_Exercices à faire_
1) D'après l'extrait sur la World Policy Conference, où et à quelles dates s'est tenue sa 9e édition ?
2) Rédigez la suite de l'extrait sur la World Policy Conference à partir de sa dernière phrase.

___ Extrait à lire

Présentation de la 9° édition de la World Policy Conference
La 9° édition de la World Policy Conférence s’est tenue du 20 au 22 novembre 2016 à Doha
Le programme de la 9e édition de la World Policy Conference (WPC) a couvert les principaux thèmes de la gouvernance mondiale, dans l’esprit d’ouverture et de tolérance qui fait partie de notre identité. Mais comme nous nous sommes réunis à Doha seulement quelques jours après l’élection de Donald Trump, il n’est guère surprenant que ce sujet soit ressorti d’une manière ou d’une autre dans toutes les sessions et qu’il ait donc occupé le devant de la scène.
Ce n’est pas que le système international soit devenu monopolaire, comme certains l’avaient naïvement cru au début des années 1990, après la chute de l’Union soviétique. Il est clairement multipolaire, global, hétérogène et complexe. Ce dernier terme implique un haut degré d’instabilité structurelle. Cependant, les différents « pôles » ne sont pas équivalents. Les effets d’un retournement durable dans la politique extérieure américaine seraient considérables dans le monde entier. Aucun autre « pôle », pas même la Chine, n’a encore une influence planétaire comparable à celle des Etats-Unis d’Amérique.

______
___ Données enregistrées

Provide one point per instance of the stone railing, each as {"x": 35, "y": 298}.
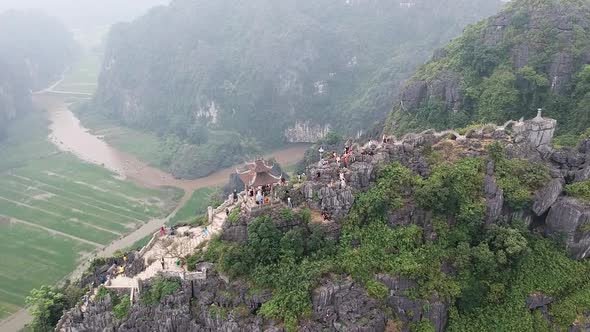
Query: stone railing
{"x": 220, "y": 209}
{"x": 196, "y": 275}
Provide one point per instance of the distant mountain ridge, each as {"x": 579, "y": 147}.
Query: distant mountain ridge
{"x": 534, "y": 54}
{"x": 34, "y": 51}
{"x": 275, "y": 71}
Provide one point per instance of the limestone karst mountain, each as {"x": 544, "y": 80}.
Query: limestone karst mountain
{"x": 27, "y": 62}
{"x": 534, "y": 54}
{"x": 288, "y": 71}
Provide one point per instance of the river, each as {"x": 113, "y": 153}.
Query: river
{"x": 69, "y": 135}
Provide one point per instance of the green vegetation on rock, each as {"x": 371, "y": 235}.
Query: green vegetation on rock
{"x": 212, "y": 83}
{"x": 531, "y": 55}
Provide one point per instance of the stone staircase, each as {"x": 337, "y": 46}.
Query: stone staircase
{"x": 180, "y": 244}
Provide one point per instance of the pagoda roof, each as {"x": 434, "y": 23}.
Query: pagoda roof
{"x": 259, "y": 166}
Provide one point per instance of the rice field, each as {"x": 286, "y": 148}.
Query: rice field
{"x": 55, "y": 210}
{"x": 196, "y": 206}
{"x": 83, "y": 76}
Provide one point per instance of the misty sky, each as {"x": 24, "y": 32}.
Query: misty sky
{"x": 86, "y": 13}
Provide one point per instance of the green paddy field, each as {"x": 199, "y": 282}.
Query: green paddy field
{"x": 55, "y": 210}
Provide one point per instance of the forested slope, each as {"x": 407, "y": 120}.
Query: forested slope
{"x": 273, "y": 70}
{"x": 34, "y": 52}
{"x": 534, "y": 54}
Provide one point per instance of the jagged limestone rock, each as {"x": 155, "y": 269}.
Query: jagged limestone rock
{"x": 567, "y": 221}
{"x": 547, "y": 196}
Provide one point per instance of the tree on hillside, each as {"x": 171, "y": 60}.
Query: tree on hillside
{"x": 47, "y": 305}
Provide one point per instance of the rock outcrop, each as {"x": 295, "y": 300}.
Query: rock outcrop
{"x": 304, "y": 132}
{"x": 569, "y": 221}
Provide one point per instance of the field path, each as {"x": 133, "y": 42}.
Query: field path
{"x": 68, "y": 135}
{"x": 60, "y": 216}
{"x": 52, "y": 231}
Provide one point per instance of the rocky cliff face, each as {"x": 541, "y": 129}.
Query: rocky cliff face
{"x": 530, "y": 55}
{"x": 338, "y": 302}
{"x": 28, "y": 63}
{"x": 565, "y": 218}
{"x": 289, "y": 77}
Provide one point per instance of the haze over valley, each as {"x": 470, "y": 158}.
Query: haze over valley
{"x": 295, "y": 165}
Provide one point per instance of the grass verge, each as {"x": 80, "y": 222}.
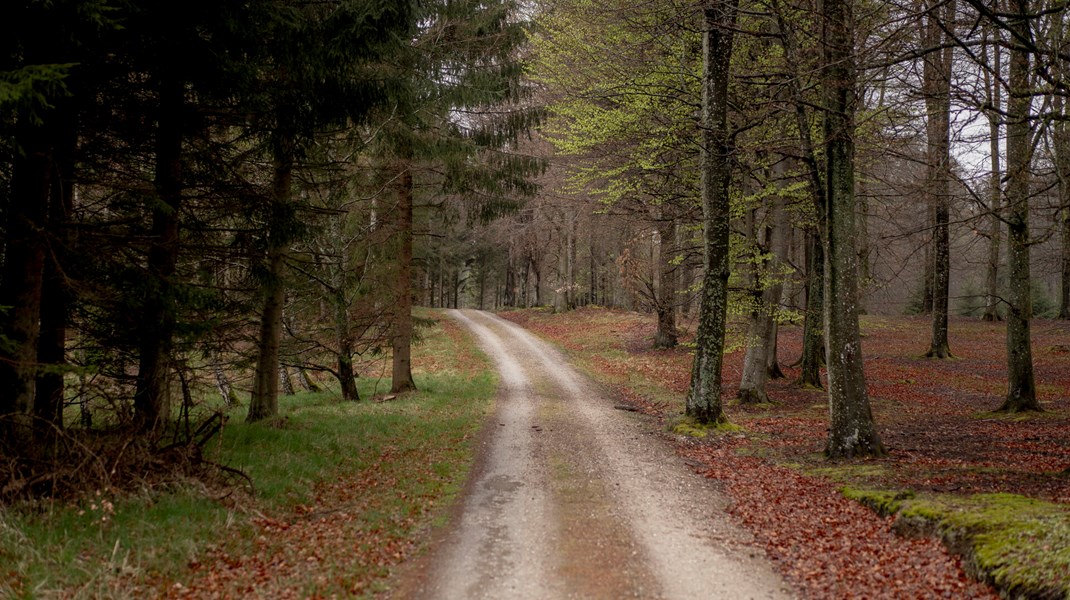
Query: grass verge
{"x": 1021, "y": 545}
{"x": 387, "y": 466}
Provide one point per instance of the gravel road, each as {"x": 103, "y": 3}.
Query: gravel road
{"x": 572, "y": 498}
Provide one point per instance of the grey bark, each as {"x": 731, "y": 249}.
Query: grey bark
{"x": 158, "y": 319}
{"x": 401, "y": 340}
{"x": 665, "y": 286}
{"x": 1022, "y": 387}
{"x": 704, "y": 396}
{"x": 852, "y": 431}
{"x": 937, "y": 92}
{"x": 263, "y": 402}
{"x": 994, "y": 91}
{"x": 813, "y": 342}
{"x": 20, "y": 285}
{"x": 762, "y": 337}
{"x": 286, "y": 381}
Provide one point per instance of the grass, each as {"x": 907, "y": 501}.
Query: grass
{"x": 1019, "y": 544}
{"x": 412, "y": 455}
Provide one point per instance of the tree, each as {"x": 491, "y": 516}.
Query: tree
{"x": 937, "y": 96}
{"x": 852, "y": 431}
{"x": 813, "y": 343}
{"x": 993, "y": 88}
{"x": 704, "y": 395}
{"x": 768, "y": 283}
{"x": 318, "y": 74}
{"x": 1022, "y": 387}
{"x": 460, "y": 107}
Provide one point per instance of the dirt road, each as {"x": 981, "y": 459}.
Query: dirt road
{"x": 572, "y": 498}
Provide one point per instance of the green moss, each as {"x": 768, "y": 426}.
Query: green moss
{"x": 687, "y": 426}
{"x": 883, "y": 503}
{"x": 849, "y": 472}
{"x": 1020, "y": 544}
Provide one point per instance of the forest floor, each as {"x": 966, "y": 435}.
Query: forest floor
{"x": 994, "y": 487}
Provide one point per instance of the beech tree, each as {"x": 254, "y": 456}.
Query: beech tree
{"x": 852, "y": 431}
{"x": 1022, "y": 387}
{"x": 936, "y": 89}
{"x": 317, "y": 65}
{"x": 704, "y": 395}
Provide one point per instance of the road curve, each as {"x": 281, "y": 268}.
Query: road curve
{"x": 572, "y": 498}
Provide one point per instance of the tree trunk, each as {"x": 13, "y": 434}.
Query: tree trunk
{"x": 222, "y": 383}
{"x": 813, "y": 336}
{"x": 1022, "y": 388}
{"x": 21, "y": 282}
{"x": 813, "y": 342}
{"x": 993, "y": 90}
{"x": 665, "y": 301}
{"x": 1065, "y": 292}
{"x": 1060, "y": 138}
{"x": 56, "y": 293}
{"x": 307, "y": 383}
{"x": 263, "y": 403}
{"x": 157, "y": 320}
{"x": 937, "y": 92}
{"x": 286, "y": 381}
{"x": 762, "y": 338}
{"x": 347, "y": 377}
{"x": 401, "y": 340}
{"x": 852, "y": 431}
{"x": 704, "y": 395}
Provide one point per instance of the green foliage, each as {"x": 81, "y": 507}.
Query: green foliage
{"x": 1020, "y": 544}
{"x": 107, "y": 543}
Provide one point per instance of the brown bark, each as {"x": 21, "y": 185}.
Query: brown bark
{"x": 55, "y": 293}
{"x": 1022, "y": 387}
{"x": 401, "y": 340}
{"x": 852, "y": 430}
{"x": 151, "y": 396}
{"x": 937, "y": 92}
{"x": 704, "y": 396}
{"x": 665, "y": 301}
{"x": 813, "y": 342}
{"x": 263, "y": 402}
{"x": 23, "y": 277}
{"x": 993, "y": 91}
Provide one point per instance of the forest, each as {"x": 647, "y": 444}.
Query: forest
{"x": 208, "y": 209}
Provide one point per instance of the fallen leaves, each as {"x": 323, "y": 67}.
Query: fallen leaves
{"x": 930, "y": 413}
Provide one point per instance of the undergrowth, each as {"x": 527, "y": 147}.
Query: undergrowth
{"x": 117, "y": 543}
{"x": 1019, "y": 544}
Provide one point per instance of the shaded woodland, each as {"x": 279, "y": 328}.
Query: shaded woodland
{"x": 216, "y": 203}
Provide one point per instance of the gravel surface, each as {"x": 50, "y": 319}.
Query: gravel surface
{"x": 572, "y": 498}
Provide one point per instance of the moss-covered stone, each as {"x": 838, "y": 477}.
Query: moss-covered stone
{"x": 884, "y": 503}
{"x": 687, "y": 426}
{"x": 1019, "y": 544}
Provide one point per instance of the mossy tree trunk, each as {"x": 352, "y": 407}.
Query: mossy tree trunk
{"x": 813, "y": 342}
{"x": 263, "y": 403}
{"x": 20, "y": 285}
{"x": 762, "y": 337}
{"x": 155, "y": 337}
{"x": 993, "y": 87}
{"x": 401, "y": 340}
{"x": 852, "y": 431}
{"x": 1022, "y": 387}
{"x": 936, "y": 83}
{"x": 704, "y": 395}
{"x": 665, "y": 289}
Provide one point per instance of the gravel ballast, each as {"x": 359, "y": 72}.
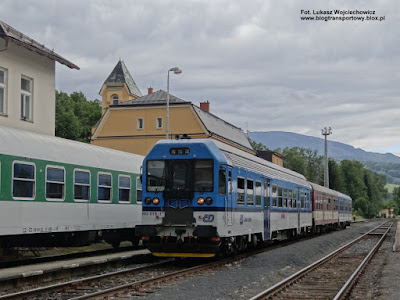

______

_Réponses dans l'ordre_
1) À Doha, du 20 au 22 novembre 2016.

2)
Quatre mois après son élection et un mois et demi après son installation à la Maison Blanche, on ne peut pas dire que les manières du 45e président des Etats-Unis aient significativement changé. Tout au plus se montre-t-il moins provoquant vis-à-vis de la Chine ou plus prudent vis-à-vis de la Russie. Il a laissé le vice-président Pence réaffirmer, mais non sans d’exigeantes conditions financières, la fidélité au credo atlantiste. Son soutien aux alliés en Asie de l’Est est d’autant plus crédible que ni le Japon ni la Corée ne reculeront devant l’effort de défense. Dans d’autres domaines, comme le commerce international ou le traitement des immigrés, Trump est resté intraitable. Il tourne le dos au multilatéralisme de l’OMC et persiste dans sa volonté de construire un mur à la frontière mexicaine. Il persiste également dans sa volonté de démanteler les mesures de régulation mises en place après la crise des subprimes, au risque d’une nouvelle crise financière majeure, tôt ou tard. Sur un point, il réaffirme et au-delà ce qui est sans doute l’invariant le plus fondamental de la grande stratégie des Etats-Unis : la volonté de conserver et même de renforcer la supériorité absolue des moyens militaires, par rapport au reste du monde, quitte à relancer la course aux armements comme au temps de la guerre froide. Le réalisme américain auquel il faut s’attendre pour les prochaines années procède d’une vision étroite de l’interdépendance.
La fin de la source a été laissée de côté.